On voit clairement que les droites de tendances ne sont pas significativement éloignées les unes des autres, elles montent toutes d'environ 1 à 1,1°C (de -0,6-0,5 à +0,5-0,6) depuis l'an 1900, mais il faut dire que sur ce graphique on voit assez clairement d'où l'on part et où l'on arrive alors que sur ceux que j'ai montrés auparavant l'absence de droite de tendance empêchait de définir les points de départ et d'arrivée ; en fait il faut minorer mes chiffres, car on voit bien que ces points de départ et d'arrivée ne coïncident pas, ceux des droites de tendances sont situés plus bas que les courbes elles-mêmes, environ 0,4°C plus bas pour l'an 1900 et 0,1 à 0,2°C plus bas pour 2018.

Dans les commentaires on peut lire de véritables experts (pas des rigolos auto-proclamés experts comme on peut en voir sur Skyfall ou WUWT) comme par exemple :

Andrew E Dessler says:
August 18, 2018 at 6:45 pm
Worth explicitly stating that this is true for *anomalies*, but not for absolute temperature. For absolute temperature, you’d need a very very dense network (probably every few 10s of meters, in order to get differences in surface type). That’s why we don’t really know the absolute temperature of the planet, but can nonetheless measure the temperature change very accurately. 
Il est important de dire explicitement que cela est vrai pour * les anomalies *, mais pas pour la température absolue. Pour une température absolue, vous avez besoin d'un réseau très dense (probablement tous les 10 mètres, afin d'obtenir des différences de type de surface). C'est pourquoi nous ne connaissons pas vraiment la température absolue de la planète, mais pouvons néanmoins mesurer très précisément le changement de température.
Andrew Dessler a sa fiche wikipedia qui le qualifie de climatologue (climate scientist) et nous informe qu'il est professeur en sciences de l'atmosphère à l'université du Texas, une toute autre pointure qu'un Jean-Pierre Bardinet qui intervient à tout propos dès que le climat est évoqué sans avoir la moindre compétence (et légitimité) pour le faire.
○ ○ ○ ○
Consigne 1.
D'après le document, dans quelle université Andrew Dessler enseigne-t-il les sciences de l'atmosphère ?
Le document et les données n'ont aucun lien entre eux.
○ ○ ○ ○
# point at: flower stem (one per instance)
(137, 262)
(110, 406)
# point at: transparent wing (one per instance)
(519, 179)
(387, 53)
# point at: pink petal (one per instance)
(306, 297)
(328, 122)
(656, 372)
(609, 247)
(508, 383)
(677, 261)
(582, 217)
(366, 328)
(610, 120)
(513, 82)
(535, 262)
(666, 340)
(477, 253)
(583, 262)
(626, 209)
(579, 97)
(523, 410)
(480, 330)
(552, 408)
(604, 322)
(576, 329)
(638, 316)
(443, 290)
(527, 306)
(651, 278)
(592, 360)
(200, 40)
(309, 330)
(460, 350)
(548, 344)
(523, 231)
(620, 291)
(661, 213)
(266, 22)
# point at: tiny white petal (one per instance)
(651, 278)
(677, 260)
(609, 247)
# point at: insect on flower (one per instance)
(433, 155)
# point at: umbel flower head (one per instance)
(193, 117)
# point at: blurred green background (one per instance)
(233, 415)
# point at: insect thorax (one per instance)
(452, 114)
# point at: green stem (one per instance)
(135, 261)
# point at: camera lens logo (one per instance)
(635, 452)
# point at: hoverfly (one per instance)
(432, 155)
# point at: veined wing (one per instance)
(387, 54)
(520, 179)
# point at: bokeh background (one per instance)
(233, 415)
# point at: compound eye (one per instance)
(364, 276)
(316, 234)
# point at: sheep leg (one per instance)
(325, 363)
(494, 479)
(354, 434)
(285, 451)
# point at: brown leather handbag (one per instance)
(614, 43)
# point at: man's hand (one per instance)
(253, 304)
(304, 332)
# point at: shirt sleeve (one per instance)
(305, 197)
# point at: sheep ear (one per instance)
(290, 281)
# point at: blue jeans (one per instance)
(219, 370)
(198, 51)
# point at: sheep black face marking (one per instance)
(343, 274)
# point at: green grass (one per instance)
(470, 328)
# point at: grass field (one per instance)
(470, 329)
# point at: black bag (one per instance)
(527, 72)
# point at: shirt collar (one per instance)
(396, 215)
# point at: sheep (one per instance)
○ ○ ○ ○
Consigne 2.
Reproduisez sous forme de tableau Markdown, avec les colonnes « N° » et « Ligne », la partie des données qui s'ouvre sur la ligne contenant « # point at: sheep black » et se termine à la fin des données, en omettant les lignes vides.

Résultat attendu 1.
À l'université du Texas.

Résultat attendu 2.
| N° | Ligne |
|---|---|
| 1 | # point at: sheep black face marking (one per instance) |
| 2 | (343, 274) |
| 3 | # point at: green grass (one per instance) |
| 4 | (470, 328) |
| 5 | # point at: grass field (one per instance) |
| 6 | (470, 329) |
| 7 | # point at: black bag (one per instance) |
| 8 | (527, 72) |
| 9 | # point at: shirt collar (one per instance) |
| 10 | (396, 215) |
| 11 | # point at: sheep (one per instance) |